Look below for the line containing "Study the photograph above. For every instance of the white". Output it and each remaining line of the entries exactly, and nothing else.
%%
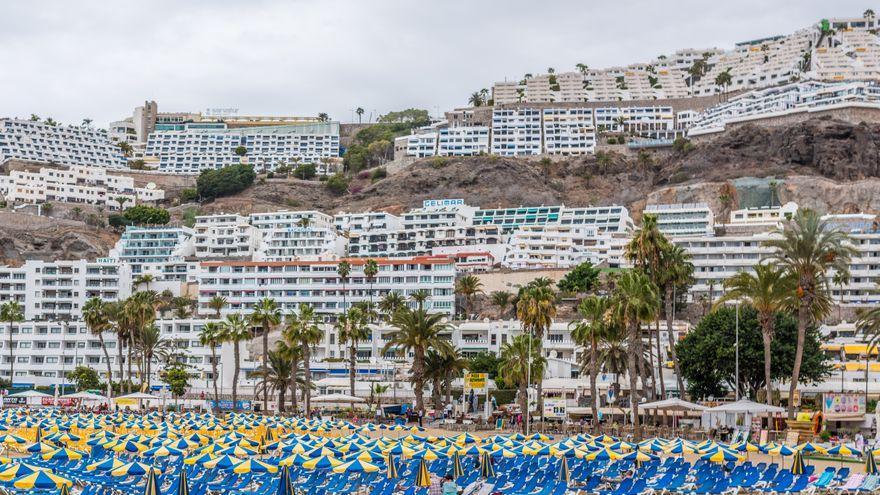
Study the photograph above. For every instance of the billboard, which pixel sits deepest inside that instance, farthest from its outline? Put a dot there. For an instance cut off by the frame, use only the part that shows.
(844, 404)
(476, 382)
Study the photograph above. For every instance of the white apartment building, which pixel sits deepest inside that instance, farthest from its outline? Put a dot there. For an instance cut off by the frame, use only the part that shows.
(33, 141)
(162, 245)
(76, 184)
(812, 96)
(196, 148)
(683, 219)
(516, 131)
(463, 141)
(225, 236)
(569, 131)
(368, 221)
(297, 235)
(317, 283)
(59, 289)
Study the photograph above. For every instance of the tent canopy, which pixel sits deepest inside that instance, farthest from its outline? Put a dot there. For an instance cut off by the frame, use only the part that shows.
%%
__Solution__.
Study the photograph above. For every instance of the white apartment building, which pixel sits deepest inside that instance, farthest from its outline? Put a dot there. For an instance cut off by the frame, use only the part that shows.
(33, 141)
(162, 245)
(76, 184)
(812, 96)
(196, 148)
(683, 219)
(516, 131)
(463, 141)
(225, 236)
(569, 131)
(368, 221)
(297, 235)
(317, 283)
(59, 289)
Study the photograph above. For every instance of the tent canopy, which pixel sits deepest inside that instance, farthest from its outline? Put a dot there. For an instance cut off by the frame, use only the part that shows.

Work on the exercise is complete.